• _EXERCISE OBJECTIVE_:
Please quote the lines that start with the one containing "Return the mask of every instance of the flagpole" and end with the one containing "POLYGON ((219 367, 219", including both of those lines.

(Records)
======
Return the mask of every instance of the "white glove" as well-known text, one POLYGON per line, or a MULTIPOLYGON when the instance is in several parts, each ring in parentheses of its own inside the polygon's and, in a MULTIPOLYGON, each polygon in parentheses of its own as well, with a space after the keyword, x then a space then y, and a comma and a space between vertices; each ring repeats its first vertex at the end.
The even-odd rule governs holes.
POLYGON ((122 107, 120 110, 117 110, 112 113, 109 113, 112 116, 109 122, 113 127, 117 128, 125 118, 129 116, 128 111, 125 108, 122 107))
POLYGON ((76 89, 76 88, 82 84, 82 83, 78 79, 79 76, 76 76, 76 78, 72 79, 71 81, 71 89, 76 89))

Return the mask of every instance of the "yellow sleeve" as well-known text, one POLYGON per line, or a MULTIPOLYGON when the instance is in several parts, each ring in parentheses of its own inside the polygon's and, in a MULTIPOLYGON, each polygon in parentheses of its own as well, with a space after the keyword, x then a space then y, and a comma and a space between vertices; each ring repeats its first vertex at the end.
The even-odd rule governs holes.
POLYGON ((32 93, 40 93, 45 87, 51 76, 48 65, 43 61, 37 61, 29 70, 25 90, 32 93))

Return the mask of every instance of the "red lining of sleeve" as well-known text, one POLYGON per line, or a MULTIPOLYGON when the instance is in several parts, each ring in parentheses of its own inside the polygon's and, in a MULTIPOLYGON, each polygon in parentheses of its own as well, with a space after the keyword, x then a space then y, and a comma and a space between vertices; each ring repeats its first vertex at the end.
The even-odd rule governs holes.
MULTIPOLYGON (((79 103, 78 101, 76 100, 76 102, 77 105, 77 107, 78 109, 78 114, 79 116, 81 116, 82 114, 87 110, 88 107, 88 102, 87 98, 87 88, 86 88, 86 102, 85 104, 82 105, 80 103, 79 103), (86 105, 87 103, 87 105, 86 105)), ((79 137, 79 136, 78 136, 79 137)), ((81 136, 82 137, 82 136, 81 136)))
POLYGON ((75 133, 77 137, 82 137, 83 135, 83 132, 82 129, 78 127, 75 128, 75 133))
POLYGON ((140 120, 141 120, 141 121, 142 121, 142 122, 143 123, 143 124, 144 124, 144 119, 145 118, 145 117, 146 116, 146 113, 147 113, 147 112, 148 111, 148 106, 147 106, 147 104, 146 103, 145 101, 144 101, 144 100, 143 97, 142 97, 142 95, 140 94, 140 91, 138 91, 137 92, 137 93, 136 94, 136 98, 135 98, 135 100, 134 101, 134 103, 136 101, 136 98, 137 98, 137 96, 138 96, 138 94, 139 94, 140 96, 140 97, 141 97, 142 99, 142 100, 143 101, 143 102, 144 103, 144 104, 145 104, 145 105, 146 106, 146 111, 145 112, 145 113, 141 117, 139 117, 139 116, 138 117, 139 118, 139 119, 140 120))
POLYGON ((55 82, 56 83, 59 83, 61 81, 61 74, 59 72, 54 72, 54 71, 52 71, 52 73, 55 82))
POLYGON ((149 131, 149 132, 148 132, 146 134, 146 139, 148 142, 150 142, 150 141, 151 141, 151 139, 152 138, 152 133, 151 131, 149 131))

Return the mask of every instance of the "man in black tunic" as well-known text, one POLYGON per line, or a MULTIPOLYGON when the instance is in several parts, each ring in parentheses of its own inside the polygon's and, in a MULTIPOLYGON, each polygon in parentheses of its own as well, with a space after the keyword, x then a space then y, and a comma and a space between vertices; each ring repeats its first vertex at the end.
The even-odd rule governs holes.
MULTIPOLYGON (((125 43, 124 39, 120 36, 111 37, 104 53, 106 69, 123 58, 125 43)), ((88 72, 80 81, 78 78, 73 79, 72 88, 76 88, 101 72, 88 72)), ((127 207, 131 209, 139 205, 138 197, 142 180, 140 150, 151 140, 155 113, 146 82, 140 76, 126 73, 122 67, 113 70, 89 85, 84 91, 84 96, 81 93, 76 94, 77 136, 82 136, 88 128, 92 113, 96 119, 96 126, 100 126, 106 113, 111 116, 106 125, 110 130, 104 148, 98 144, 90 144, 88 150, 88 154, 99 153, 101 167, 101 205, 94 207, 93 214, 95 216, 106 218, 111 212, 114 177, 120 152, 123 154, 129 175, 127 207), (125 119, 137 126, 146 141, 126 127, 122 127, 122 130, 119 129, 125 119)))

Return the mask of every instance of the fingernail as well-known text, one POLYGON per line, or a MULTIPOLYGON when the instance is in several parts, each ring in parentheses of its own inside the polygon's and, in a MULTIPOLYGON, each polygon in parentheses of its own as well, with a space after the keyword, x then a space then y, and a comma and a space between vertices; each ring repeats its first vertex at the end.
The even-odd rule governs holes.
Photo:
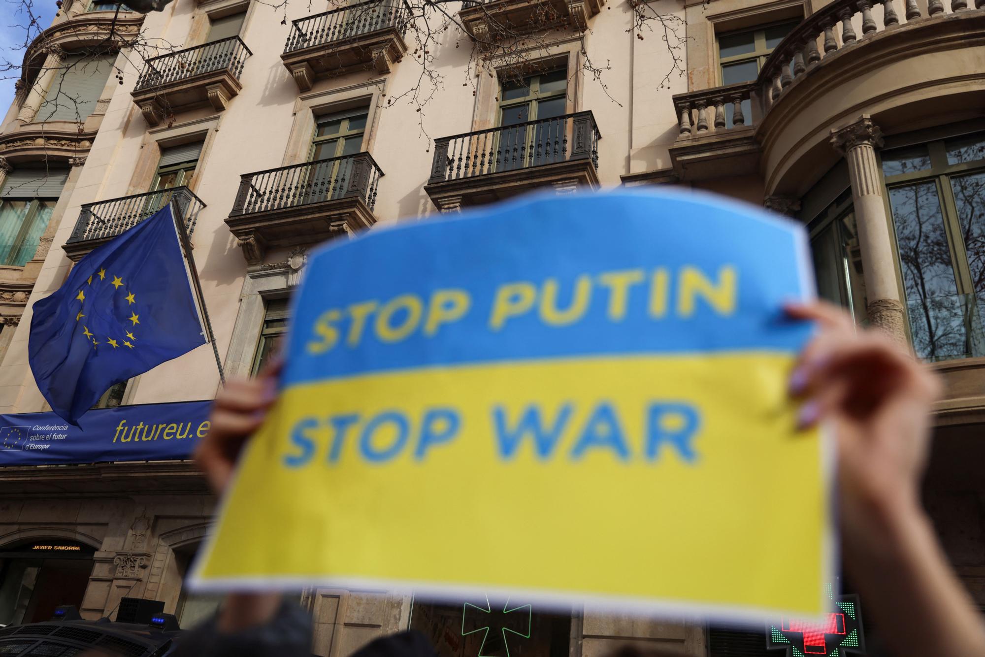
POLYGON ((799 395, 807 389, 807 370, 804 367, 797 367, 790 375, 788 383, 791 395, 799 395))
POLYGON ((804 429, 818 424, 821 419, 821 404, 815 400, 805 402, 797 413, 797 428, 804 429))
POLYGON ((263 390, 263 398, 267 402, 273 402, 277 399, 277 381, 274 379, 268 379, 263 390))

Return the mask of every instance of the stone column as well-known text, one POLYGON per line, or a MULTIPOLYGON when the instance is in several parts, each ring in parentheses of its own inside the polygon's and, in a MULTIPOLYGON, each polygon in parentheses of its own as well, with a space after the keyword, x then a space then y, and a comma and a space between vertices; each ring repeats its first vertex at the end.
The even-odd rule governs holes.
POLYGON ((863 114, 847 127, 832 129, 831 144, 848 162, 869 321, 904 340, 903 305, 896 282, 889 218, 876 163, 876 149, 883 145, 883 133, 868 114, 863 114))
POLYGON ((34 115, 44 101, 44 95, 55 79, 55 75, 61 70, 62 58, 51 52, 44 60, 41 72, 37 74, 34 83, 28 90, 28 94, 21 104, 21 111, 17 114, 17 120, 21 123, 31 123, 34 120, 34 115))

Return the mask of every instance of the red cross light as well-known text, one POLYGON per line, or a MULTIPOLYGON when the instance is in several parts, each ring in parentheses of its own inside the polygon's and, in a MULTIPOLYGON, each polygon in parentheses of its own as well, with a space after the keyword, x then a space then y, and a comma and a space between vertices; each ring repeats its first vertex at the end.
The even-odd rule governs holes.
POLYGON ((827 643, 824 634, 844 634, 845 615, 828 614, 824 623, 808 623, 793 619, 781 619, 780 628, 787 632, 800 632, 804 635, 804 653, 808 655, 826 655, 827 643))

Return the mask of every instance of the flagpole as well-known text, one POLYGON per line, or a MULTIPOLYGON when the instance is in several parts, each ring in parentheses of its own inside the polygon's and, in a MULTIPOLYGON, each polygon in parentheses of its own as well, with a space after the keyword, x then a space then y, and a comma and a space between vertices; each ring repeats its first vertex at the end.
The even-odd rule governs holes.
POLYGON ((219 367, 219 381, 226 385, 226 374, 223 372, 223 360, 219 358, 219 348, 216 346, 216 334, 212 332, 212 321, 209 319, 209 309, 205 305, 205 295, 202 293, 202 282, 198 280, 198 269, 195 267, 195 256, 191 251, 191 240, 188 238, 188 229, 184 225, 184 217, 181 212, 181 206, 178 204, 177 198, 171 195, 170 201, 168 201, 171 206, 171 218, 177 225, 178 235, 181 237, 182 250, 185 253, 185 259, 188 261, 188 269, 191 271, 191 283, 192 289, 195 291, 195 296, 198 298, 198 306, 202 311, 202 320, 205 324, 206 337, 209 343, 212 345, 212 353, 216 357, 216 366, 219 367))

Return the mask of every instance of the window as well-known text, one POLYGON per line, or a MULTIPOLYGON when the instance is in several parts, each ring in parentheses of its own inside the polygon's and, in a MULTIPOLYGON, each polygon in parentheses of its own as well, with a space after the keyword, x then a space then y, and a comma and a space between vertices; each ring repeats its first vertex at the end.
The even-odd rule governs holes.
POLYGON ((985 132, 883 153, 913 349, 985 356, 985 132))
MULTIPOLYGON (((766 57, 773 51, 783 37, 797 27, 798 21, 779 23, 754 30, 734 32, 718 36, 718 69, 723 85, 735 85, 740 82, 752 82, 759 75, 759 69, 766 62, 766 57)), ((732 114, 735 107, 732 103, 725 104, 725 125, 731 128, 732 114)), ((753 115, 753 103, 743 100, 742 112, 747 124, 753 115)))
POLYGON ((306 202, 341 198, 346 193, 347 184, 352 177, 353 160, 345 156, 352 156, 362 150, 367 116, 365 107, 362 107, 315 119, 311 162, 319 164, 308 169, 306 202))
POLYGON ((260 341, 256 346, 252 373, 256 374, 272 357, 281 351, 282 342, 288 330, 288 299, 272 298, 267 301, 267 312, 260 329, 260 341))
POLYGON ((18 168, 0 190, 0 265, 23 267, 34 257, 68 169, 18 168))
POLYGON ((355 155, 361 151, 367 116, 364 107, 319 116, 311 145, 311 161, 355 155))
POLYGON ((495 151, 502 154, 496 170, 507 171, 529 164, 546 164, 564 159, 565 123, 550 119, 563 116, 567 108, 567 71, 503 81, 499 88, 499 125, 516 126, 499 132, 495 151), (537 121, 529 125, 531 121, 537 121))
POLYGON ((219 18, 209 17, 209 39, 208 42, 221 41, 230 36, 238 36, 242 30, 243 20, 246 12, 241 11, 236 14, 230 14, 219 18))
POLYGON ((114 60, 114 55, 65 57, 34 121, 85 121, 102 96, 114 60))
POLYGON ((862 252, 851 189, 808 224, 818 295, 846 308, 857 324, 868 318, 862 252))
POLYGON ((151 191, 188 186, 198 166, 198 156, 202 152, 202 142, 170 146, 161 150, 158 172, 154 176, 151 191))

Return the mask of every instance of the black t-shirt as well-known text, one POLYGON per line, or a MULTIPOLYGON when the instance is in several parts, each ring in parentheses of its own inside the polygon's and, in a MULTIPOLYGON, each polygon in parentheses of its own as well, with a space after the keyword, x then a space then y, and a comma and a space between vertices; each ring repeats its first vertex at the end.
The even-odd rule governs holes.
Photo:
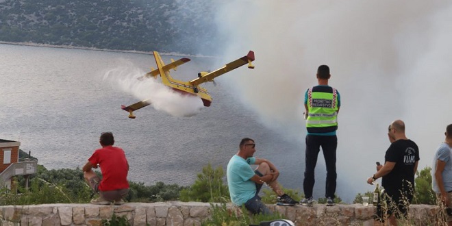
POLYGON ((419 149, 411 140, 397 140, 386 151, 385 162, 395 162, 391 172, 383 177, 381 185, 388 194, 414 190, 414 166, 419 161, 419 149))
======
• _RESPONSE TO THIS TASK_:
Return the mask of every instance of the flagpole as well-known text, one POLYGON per line, or a MULTIPOLYGON when the instance is in several parts, each ring in parentheses of its own inside the polygon's and, in a MULTIPOLYGON, each polygon in parentheses of its own as well, with a space after the keyword, x then a space then y, and a comma and a space between vertices; each ring repeats its first vertex at the end.
The even-odd rule governs holes.
POLYGON ((219 367, 219 381, 226 385, 226 374, 223 372, 223 360, 219 358, 219 348, 216 346, 216 334, 212 332, 212 321, 209 319, 209 309, 205 305, 205 295, 202 293, 202 282, 198 280, 198 269, 195 267, 195 256, 191 251, 191 240, 188 238, 188 229, 184 225, 184 217, 181 212, 181 206, 178 204, 177 198, 171 195, 170 201, 168 201, 171 206, 171 218, 177 225, 178 235, 181 237, 182 250, 185 253, 185 259, 188 261, 188 269, 191 271, 191 283, 192 289, 195 291, 195 296, 198 298, 198 306, 202 311, 202 320, 205 324, 206 337, 209 343, 212 345, 212 353, 216 357, 216 366, 219 367))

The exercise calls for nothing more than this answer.